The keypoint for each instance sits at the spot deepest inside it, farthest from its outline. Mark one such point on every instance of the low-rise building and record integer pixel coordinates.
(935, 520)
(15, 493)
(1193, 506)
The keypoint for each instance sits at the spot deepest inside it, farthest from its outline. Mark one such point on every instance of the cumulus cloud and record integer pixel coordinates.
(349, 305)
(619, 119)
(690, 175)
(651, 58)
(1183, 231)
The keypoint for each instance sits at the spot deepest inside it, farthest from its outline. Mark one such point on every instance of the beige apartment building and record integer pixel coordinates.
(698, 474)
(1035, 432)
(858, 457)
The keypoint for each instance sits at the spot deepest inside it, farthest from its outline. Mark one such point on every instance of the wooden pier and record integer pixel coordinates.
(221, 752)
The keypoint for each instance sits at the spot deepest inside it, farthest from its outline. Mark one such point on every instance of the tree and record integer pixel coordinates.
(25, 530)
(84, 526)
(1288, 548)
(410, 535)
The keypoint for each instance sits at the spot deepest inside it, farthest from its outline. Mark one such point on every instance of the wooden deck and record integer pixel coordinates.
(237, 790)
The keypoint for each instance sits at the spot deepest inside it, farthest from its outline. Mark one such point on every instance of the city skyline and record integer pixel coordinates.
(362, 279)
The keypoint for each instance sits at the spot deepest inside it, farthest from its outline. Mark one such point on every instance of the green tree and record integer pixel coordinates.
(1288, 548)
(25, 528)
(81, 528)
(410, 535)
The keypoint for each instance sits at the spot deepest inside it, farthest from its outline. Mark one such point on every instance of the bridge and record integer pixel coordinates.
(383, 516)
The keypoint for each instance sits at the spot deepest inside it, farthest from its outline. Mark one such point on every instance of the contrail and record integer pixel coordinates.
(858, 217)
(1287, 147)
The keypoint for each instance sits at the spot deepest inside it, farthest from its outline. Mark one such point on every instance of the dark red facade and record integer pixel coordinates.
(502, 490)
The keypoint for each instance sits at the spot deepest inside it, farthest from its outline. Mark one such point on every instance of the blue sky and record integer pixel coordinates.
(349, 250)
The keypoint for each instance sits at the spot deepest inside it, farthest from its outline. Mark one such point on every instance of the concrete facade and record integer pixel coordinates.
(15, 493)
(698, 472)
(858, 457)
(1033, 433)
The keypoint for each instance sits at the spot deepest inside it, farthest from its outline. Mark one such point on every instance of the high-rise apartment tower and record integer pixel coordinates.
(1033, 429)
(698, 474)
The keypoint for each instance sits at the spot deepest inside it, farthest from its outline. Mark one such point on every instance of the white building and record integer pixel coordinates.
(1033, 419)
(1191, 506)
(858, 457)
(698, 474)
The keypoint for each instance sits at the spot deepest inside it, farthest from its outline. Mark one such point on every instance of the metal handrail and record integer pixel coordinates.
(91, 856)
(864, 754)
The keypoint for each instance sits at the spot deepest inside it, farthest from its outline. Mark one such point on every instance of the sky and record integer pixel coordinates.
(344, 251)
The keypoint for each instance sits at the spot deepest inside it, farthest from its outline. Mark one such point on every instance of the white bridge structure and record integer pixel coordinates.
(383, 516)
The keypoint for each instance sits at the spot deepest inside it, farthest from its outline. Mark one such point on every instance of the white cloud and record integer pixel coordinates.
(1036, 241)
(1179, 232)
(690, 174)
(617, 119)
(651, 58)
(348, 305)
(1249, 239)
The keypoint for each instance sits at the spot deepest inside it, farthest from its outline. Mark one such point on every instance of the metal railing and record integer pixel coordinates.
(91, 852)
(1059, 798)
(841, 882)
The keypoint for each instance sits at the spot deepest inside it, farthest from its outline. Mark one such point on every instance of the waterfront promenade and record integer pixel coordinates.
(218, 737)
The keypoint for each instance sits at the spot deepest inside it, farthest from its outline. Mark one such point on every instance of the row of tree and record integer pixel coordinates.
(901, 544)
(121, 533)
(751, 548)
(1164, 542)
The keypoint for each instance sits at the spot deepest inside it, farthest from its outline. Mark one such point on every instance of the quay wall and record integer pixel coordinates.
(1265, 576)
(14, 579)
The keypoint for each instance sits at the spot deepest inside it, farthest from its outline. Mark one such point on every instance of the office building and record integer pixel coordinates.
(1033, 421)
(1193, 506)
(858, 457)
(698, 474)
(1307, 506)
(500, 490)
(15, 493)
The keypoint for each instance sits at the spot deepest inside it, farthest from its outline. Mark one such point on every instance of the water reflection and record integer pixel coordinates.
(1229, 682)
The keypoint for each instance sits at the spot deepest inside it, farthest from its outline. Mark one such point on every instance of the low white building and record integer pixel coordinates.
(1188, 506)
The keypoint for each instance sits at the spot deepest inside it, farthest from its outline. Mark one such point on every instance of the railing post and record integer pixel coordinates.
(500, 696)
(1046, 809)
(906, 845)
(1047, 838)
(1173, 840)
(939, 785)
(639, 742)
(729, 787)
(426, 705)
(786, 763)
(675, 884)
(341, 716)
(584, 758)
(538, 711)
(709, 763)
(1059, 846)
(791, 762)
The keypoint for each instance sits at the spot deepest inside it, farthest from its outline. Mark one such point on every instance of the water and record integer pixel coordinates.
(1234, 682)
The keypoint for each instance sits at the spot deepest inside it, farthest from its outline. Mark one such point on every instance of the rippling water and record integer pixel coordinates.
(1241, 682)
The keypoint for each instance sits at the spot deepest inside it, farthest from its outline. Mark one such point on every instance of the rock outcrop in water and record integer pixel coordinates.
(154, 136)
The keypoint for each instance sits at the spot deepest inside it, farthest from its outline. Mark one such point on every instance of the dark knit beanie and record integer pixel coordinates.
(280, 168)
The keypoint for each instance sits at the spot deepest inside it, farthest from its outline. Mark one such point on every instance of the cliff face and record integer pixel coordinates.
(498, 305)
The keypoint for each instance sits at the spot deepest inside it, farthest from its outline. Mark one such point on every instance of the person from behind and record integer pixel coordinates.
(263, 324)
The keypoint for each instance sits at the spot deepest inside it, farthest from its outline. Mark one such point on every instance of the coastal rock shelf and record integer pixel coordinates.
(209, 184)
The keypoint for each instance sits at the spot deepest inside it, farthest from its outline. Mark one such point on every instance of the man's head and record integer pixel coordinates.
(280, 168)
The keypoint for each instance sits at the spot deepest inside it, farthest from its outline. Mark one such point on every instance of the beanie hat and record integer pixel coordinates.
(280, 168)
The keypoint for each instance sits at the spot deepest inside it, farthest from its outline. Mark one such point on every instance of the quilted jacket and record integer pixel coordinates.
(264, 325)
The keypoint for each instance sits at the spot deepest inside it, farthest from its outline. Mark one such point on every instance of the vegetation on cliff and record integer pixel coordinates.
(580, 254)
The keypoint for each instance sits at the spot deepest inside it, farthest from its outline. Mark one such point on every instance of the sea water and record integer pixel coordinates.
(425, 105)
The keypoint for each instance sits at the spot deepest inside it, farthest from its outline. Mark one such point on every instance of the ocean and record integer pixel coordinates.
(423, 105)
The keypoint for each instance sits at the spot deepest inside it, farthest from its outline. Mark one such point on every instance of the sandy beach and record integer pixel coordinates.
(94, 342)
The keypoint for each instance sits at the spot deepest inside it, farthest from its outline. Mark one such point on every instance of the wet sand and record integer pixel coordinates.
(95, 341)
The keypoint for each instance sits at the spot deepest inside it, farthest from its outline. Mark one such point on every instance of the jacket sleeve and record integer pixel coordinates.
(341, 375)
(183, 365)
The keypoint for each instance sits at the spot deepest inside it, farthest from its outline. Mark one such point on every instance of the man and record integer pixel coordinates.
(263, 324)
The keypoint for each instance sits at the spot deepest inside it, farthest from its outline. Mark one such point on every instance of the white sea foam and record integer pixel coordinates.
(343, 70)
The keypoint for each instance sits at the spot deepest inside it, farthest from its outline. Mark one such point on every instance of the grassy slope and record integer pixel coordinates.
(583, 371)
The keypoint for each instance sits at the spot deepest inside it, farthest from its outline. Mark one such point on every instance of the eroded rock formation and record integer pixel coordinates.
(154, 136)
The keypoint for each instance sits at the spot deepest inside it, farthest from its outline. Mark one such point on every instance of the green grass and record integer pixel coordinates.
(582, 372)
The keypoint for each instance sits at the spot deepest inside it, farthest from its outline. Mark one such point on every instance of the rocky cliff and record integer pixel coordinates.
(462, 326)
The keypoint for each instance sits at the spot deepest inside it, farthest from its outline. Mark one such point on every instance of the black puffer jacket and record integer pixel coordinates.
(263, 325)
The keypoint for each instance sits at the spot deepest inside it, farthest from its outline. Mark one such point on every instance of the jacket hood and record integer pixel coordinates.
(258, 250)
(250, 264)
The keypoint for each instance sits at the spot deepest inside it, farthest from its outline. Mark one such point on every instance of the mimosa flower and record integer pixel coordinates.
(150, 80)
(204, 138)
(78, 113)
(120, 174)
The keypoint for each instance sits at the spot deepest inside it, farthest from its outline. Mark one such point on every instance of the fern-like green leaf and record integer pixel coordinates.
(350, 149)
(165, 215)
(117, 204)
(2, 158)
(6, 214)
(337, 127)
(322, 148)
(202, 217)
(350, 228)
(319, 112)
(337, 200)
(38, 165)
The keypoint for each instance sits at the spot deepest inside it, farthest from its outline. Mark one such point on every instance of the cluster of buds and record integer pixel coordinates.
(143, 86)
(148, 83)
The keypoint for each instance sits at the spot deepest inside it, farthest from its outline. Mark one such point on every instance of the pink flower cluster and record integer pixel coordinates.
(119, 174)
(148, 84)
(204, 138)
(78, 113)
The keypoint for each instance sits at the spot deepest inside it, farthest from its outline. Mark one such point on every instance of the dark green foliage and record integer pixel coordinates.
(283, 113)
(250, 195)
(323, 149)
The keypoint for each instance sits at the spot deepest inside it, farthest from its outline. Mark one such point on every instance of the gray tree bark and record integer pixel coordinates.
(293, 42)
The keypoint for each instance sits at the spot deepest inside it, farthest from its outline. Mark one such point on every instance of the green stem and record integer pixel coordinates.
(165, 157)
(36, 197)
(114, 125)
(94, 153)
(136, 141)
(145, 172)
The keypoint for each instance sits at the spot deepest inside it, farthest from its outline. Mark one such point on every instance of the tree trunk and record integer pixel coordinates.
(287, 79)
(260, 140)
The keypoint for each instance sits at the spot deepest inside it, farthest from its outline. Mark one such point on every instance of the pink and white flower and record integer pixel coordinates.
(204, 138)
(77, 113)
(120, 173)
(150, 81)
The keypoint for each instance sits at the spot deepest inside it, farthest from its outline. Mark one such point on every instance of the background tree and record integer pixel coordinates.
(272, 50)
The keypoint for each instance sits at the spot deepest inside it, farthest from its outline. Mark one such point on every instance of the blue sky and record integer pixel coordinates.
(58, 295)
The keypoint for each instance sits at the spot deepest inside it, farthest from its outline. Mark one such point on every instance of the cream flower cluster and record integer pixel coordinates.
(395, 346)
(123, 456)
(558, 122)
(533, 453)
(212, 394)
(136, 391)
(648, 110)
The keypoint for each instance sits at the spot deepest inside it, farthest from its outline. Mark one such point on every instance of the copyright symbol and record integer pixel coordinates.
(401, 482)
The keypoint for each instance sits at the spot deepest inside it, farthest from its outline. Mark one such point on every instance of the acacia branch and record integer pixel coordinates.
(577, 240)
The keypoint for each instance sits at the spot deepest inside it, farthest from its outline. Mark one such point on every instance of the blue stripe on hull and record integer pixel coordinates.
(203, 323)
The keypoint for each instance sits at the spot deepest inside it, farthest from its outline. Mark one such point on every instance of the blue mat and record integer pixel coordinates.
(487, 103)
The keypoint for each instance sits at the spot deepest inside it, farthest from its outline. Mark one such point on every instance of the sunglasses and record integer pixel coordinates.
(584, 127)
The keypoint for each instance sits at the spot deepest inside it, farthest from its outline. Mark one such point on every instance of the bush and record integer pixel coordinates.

# Task objective
Copy the rows from the beginning through the line containing "(1183, 231)", both included, with "outline" changed to "boundary" and nothing else altered. Return only those rows.

# In response
The keypoint for each instance sits at the spot deepest inside it, farthest from its boundary. Mark one such point on every instance of the low-rise building and record integer pixel coordinates.
(935, 520)
(15, 493)
(1193, 506)
The keypoint for each instance sits at the spot deepest inside it, farthest from its boundary. Mark one such point on every instance of the cumulus cloud and record integer pixel coordinates.
(349, 305)
(619, 119)
(690, 175)
(651, 58)
(1183, 231)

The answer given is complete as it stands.